── Supplied data

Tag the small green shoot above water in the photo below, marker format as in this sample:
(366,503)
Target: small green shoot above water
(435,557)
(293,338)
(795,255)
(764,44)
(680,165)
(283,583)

────

## Written task
Pick out every row above that contains the word "water" and copy each one unchanged.

## Solution for this problem
Tag the small green shoot above water in the photo below, marker format as in this sample:
Target: small green shoot above water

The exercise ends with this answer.